• **Job**:
Give every line of the items below as a JSON list of strings, one string per line, leaving out any blank lines.

Saved entries:
* * * * * * * * *

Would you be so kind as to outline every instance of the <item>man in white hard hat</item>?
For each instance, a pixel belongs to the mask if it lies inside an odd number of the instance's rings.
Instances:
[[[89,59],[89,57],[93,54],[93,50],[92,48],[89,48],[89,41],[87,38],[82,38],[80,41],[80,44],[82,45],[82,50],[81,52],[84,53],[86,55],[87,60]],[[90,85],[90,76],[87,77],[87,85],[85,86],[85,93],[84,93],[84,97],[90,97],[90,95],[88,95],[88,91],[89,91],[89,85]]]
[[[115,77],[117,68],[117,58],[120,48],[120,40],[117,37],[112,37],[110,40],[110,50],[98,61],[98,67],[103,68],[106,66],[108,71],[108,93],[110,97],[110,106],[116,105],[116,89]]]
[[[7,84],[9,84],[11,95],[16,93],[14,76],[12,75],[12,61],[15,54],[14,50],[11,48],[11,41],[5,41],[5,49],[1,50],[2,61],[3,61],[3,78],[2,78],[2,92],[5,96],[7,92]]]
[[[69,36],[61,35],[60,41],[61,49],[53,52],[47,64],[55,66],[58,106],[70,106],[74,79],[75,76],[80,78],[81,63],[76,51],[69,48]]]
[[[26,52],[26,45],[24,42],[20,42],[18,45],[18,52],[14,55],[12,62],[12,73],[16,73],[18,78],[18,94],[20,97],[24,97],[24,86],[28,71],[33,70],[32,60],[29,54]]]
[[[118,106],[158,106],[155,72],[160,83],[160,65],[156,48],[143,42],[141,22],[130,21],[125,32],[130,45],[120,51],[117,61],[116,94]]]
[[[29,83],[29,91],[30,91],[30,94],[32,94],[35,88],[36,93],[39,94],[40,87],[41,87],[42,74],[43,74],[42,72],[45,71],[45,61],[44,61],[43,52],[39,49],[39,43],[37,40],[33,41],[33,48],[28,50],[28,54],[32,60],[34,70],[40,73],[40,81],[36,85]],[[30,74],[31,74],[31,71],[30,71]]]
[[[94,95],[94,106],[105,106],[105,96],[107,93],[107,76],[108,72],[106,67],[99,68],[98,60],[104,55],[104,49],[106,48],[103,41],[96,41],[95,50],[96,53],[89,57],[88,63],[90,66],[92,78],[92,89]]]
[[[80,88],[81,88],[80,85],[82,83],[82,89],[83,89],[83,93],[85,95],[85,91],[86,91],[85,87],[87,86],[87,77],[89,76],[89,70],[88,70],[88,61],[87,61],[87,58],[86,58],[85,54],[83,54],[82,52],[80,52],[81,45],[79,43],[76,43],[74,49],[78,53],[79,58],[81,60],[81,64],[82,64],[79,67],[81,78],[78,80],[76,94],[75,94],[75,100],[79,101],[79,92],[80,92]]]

* * * * * * * * *

• **Written response**:
[
  "Would you be so kind as to outline every instance of the <item>man in white hard hat</item>?",
  "For each instance, a pixel belongs to the mask if it lies inside an odd number of the instance's rings.",
  "Instances:",
  "[[[89,59],[89,57],[93,54],[93,50],[92,48],[89,48],[89,41],[87,38],[82,38],[80,41],[80,44],[82,45],[82,50],[81,52],[84,53],[86,55],[87,60]],[[90,85],[90,76],[87,77],[87,85],[85,86],[85,93],[84,93],[84,97],[90,97],[90,95],[88,95],[88,91],[89,91],[89,85]]]",
  "[[[115,77],[117,68],[117,58],[120,48],[120,40],[117,37],[112,37],[110,40],[110,50],[98,61],[98,67],[103,68],[106,66],[108,71],[108,93],[110,97],[110,106],[116,105],[116,89]]]",
  "[[[7,84],[9,84],[11,95],[16,93],[14,76],[12,75],[12,61],[15,54],[14,50],[11,48],[11,41],[5,41],[5,49],[1,50],[2,61],[3,61],[3,78],[2,78],[2,92],[5,96],[7,92]]]",
  "[[[69,36],[61,35],[60,41],[61,49],[53,52],[47,64],[55,66],[58,106],[70,106],[74,79],[75,76],[80,78],[81,63],[76,51],[69,48]]]",
  "[[[26,52],[26,45],[24,42],[20,42],[18,45],[18,52],[14,55],[12,62],[12,73],[16,73],[18,78],[18,94],[20,97],[24,97],[24,86],[28,71],[33,70],[32,60],[29,54]]]",
  "[[[118,106],[158,106],[155,72],[160,83],[160,65],[156,48],[143,42],[141,22],[130,21],[125,32],[130,45],[120,51],[117,61],[116,94]]]",
  "[[[29,83],[29,91],[30,91],[30,94],[32,94],[35,88],[36,93],[39,94],[40,87],[41,87],[42,74],[43,74],[42,72],[45,71],[45,61],[44,61],[43,52],[39,49],[39,43],[37,40],[33,41],[33,48],[28,50],[28,54],[32,60],[34,70],[40,73],[40,81],[36,85]],[[30,74],[31,74],[31,71],[30,71]]]",
  "[[[94,95],[94,106],[105,106],[105,96],[107,93],[107,76],[108,72],[106,67],[99,68],[98,60],[104,55],[104,49],[106,48],[103,41],[96,41],[95,50],[96,53],[89,57],[88,63],[90,66],[92,78],[92,89]]]",
  "[[[80,88],[81,88],[80,85],[82,83],[82,89],[83,89],[83,93],[85,95],[85,91],[86,91],[85,87],[87,86],[87,77],[89,76],[89,70],[88,70],[88,61],[87,61],[87,58],[86,58],[85,54],[83,54],[82,52],[80,52],[81,45],[79,43],[76,43],[74,49],[78,53],[79,58],[81,60],[81,64],[82,64],[79,67],[81,78],[78,80],[76,94],[75,94],[75,100],[79,101],[79,92],[80,92]]]"
]